§ **Request 1**:
Transcribe the part of the film review starting with "Why am I quoting" and going on through "by Michael Haneke.".
§ **Request 2**:
Pick up the review of "La noche de los girasoles" where it stops and continue it.

§ **Text**:
* * * * * * *

Saturday, April 26, 2008

63. Spanish director Jorge Sánchez-Cabezudo’s feature debut “La noche de los girasoles (The night of the sunflowers)” (2006): A fascinating thriller



Here's a thriller with an interesting title that seems to query: Where do sunflowers face in the night?




When the sunflower plant, Helianthus annuus, is in the bud stage, the head and the leaves do indeed track the path of the Sun. The genus name Helianthus is from the Greek helios "sun" and anthos "flower". Interestingly, however, and contrary to popular belief, once the massive topmost flower opens into the radiance of yellow petals, it slows and then stops moving, ending up permanently facing east.” ---Solar flower, New Scientist, 3 August 2002


Why am I quoting this interesting bit of trivia? Sunflower buds, we all know, keep moving but a stage comes when it does not move any further. Why am I discussing the night? That’s the name of the film. The only teeny-weeny bit about sunflowers in the film is over as the opening credits end. But then the sun is not relevant for the night, is it? The near oxy-moronic title give a life to the movie after the film is over—in many ways similar to the disturbing Austrian-French film Caché made by Michael Haneke.

For a cineaste, who can sit through the film right up to the end of the film, the real punch line from the director/screenplaywriter comes in the form of an audible TV program statement about bees in a beehive, that do not attack unless provoked. It is stated while the end-credits are rolling. This is an innocuous fact but is loaded with meaning in the context of the film's ending. This is a statement heard by the unpunished rapist still on the prowl.

* * * * * * *

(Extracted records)

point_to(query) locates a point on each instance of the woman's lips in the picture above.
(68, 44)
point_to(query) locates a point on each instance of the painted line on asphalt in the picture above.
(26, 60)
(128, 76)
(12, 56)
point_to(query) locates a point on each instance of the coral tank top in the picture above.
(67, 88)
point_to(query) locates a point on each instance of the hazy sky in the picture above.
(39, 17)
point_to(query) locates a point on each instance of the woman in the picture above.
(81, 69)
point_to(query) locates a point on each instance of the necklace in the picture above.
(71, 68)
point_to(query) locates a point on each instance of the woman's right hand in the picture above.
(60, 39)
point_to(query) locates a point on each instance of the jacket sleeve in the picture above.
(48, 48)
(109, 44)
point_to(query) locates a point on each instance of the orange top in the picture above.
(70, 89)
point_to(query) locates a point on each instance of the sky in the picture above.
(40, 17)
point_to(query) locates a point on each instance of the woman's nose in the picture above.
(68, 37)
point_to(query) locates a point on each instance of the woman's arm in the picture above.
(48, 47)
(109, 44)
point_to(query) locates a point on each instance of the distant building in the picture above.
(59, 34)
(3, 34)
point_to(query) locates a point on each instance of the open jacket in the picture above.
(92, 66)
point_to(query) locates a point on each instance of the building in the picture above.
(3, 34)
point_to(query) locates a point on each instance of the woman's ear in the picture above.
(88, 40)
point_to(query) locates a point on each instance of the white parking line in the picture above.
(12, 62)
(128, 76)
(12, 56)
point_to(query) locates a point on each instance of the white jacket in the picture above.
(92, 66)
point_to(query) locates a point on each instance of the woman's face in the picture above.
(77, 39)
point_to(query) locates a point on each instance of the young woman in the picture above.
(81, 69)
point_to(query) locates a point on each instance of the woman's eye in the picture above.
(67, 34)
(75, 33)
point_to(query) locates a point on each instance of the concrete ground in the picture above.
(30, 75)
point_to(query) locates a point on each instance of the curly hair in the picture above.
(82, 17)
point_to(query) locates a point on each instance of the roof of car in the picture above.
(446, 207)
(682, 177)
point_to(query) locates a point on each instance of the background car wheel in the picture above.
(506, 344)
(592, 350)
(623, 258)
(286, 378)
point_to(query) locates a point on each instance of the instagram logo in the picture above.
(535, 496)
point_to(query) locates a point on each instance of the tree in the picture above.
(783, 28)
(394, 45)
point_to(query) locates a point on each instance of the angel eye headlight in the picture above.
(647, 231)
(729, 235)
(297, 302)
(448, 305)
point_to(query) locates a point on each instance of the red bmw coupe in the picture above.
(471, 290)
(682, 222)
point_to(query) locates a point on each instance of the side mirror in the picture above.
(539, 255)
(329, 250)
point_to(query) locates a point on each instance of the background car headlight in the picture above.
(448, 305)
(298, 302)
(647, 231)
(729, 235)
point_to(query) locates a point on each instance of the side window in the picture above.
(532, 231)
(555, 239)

* * * * * * *

§ **Reply 1**:
Why am I quoting this interesting bit of trivia? Sunflower buds, we all know, keep moving but a stage comes when it does not move any further. Why am I discussing the night? That’s the name of the film. The only teeny-weeny bit about sunflowers in the film is over as the opening credits end. But then the sun is not relevant for the night, is it? The near oxy-moronic title give a life to the movie after the film is over—in many ways similar to the disturbing Austrian-French film Caché made by Michael Haneke.

§ **Reply 2**:
The Spanish director Sánchez-Cabezudo’s film is based on his own script. (He is the latest among formidable Spanish directors making good films based on their own scripts, following the tradition of the gifted directors, Amenabar and Almodovar). Most viewers would appreciate or find good entertainment in the film while mulling over in the different non-linear narrative segments of the story of rape, vigilante killing, extra-marital sex, corruption, village vs. urban comparisons, love for a dead spouse. Each segment provides a different Rashomon-type perspective of sections of the same story from a different angle, as seen by a different character. The director uses a technique used in modern pulp literature most recently used by Dan Browne for his book The Da Vinci Code. While the technique might baffle a few, most viewers would derive entertainment as they are constantly challenged to figure out the plot.







The film offers dollops of entertainment ice-cream that most viewers want—mystery, exploration of new found caves, a rape scene, a brief scene of violent death, and some endearing performances from the actors. If presented as a straight chronological narrative—the story could be ideal for a typical Hollywood thriller. But why is it different? It is different because of its end.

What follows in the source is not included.